→ **TASK TO CARRY OUT**: Could the lines from the start of the data through the line with "Q: In the image above, where is the linen" be set down exactly, with no pictures among them?

Segment Open

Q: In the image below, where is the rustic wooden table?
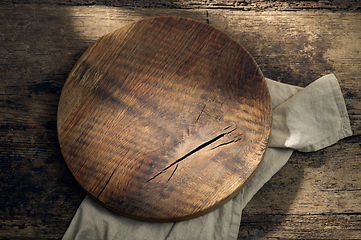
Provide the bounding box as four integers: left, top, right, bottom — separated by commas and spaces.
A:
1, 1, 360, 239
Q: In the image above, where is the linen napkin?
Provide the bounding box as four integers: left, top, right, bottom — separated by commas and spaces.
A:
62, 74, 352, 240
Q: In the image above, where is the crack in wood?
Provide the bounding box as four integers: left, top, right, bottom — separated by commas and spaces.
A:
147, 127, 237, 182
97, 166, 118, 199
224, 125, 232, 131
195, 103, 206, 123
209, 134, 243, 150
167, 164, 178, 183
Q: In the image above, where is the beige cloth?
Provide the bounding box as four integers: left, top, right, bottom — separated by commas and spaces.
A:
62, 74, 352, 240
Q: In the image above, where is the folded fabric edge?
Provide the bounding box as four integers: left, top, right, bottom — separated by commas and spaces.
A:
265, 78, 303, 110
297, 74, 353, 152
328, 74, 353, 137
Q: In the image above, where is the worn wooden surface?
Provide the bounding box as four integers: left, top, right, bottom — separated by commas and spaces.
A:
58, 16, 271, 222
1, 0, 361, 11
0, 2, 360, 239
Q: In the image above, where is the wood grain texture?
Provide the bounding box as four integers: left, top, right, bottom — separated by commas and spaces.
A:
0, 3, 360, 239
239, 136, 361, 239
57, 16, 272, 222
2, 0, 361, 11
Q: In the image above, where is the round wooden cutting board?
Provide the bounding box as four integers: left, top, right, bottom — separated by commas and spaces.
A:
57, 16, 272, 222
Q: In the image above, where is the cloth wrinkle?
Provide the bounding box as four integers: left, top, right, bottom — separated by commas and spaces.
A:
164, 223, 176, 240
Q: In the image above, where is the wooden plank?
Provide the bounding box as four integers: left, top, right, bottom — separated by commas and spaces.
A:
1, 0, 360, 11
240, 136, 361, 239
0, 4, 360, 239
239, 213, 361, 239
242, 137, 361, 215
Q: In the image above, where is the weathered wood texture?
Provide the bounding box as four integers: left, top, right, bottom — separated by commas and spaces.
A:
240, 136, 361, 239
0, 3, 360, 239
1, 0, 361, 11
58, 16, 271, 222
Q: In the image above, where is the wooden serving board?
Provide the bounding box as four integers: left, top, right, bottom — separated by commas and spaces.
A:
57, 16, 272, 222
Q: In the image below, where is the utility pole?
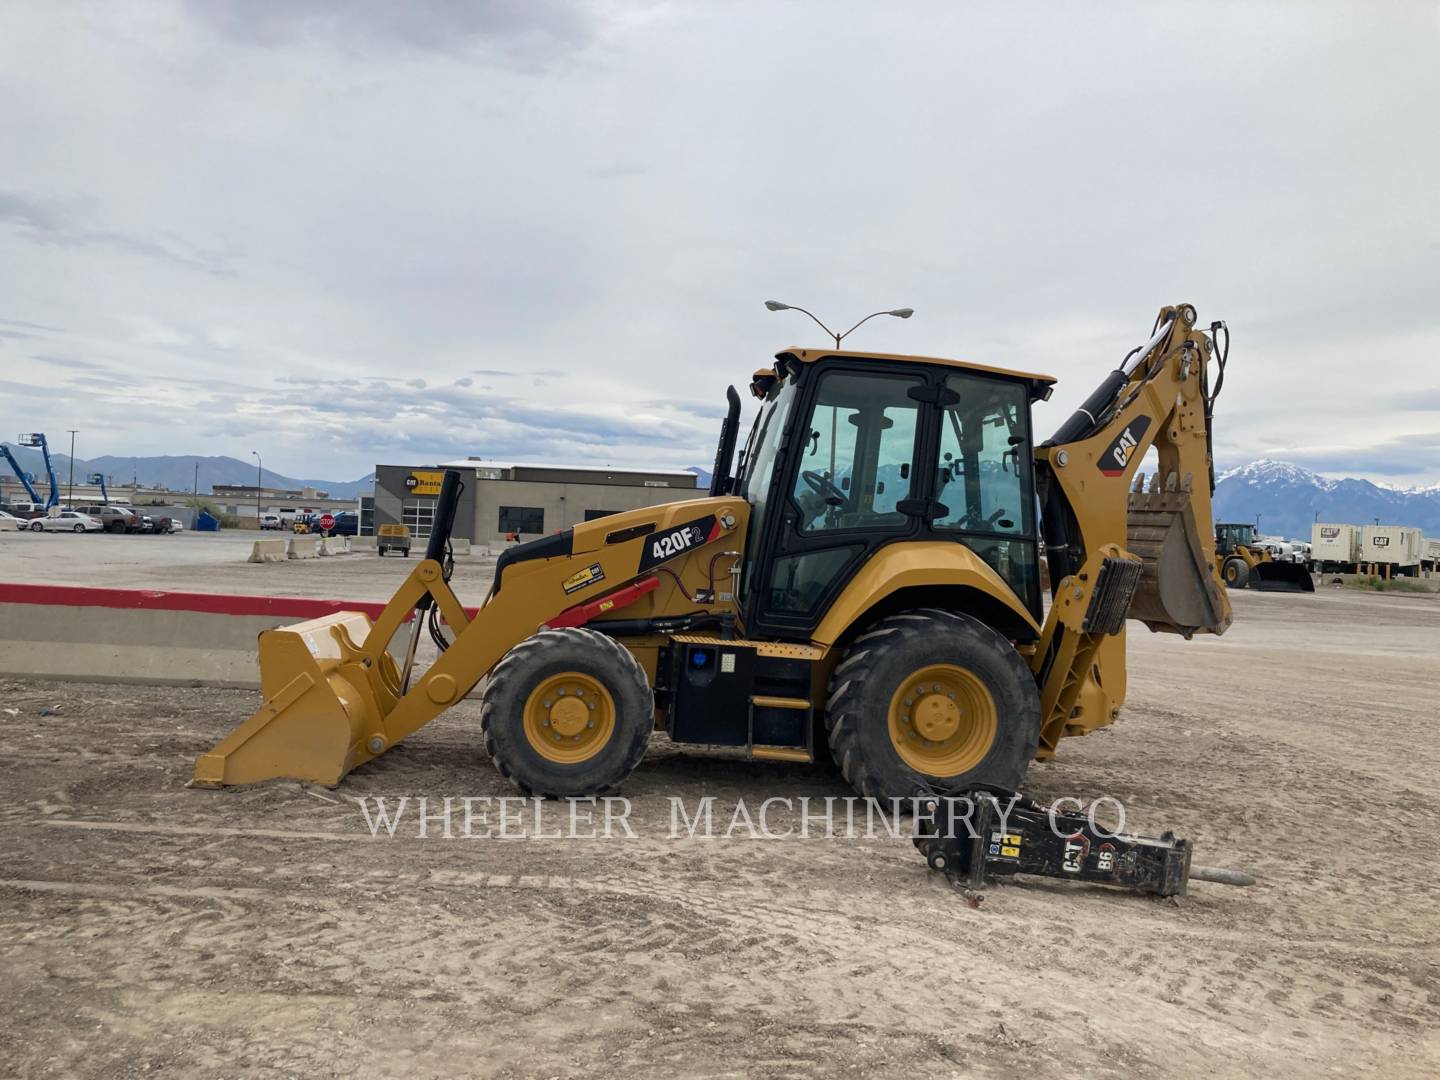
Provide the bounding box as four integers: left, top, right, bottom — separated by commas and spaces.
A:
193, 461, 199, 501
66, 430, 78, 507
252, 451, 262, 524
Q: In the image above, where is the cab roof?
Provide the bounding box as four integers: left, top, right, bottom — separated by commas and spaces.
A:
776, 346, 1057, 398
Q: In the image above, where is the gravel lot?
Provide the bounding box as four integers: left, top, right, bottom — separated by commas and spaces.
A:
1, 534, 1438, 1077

Segment Closed

→ **RESULT**:
Q: In the image below, where is the rustic wooden table?
Provide the bounding box as four integers: left, top, right, bottom — separated by commas and spaces.
A:
1, 1, 360, 239
Q: In the image above, where is the linen napkin?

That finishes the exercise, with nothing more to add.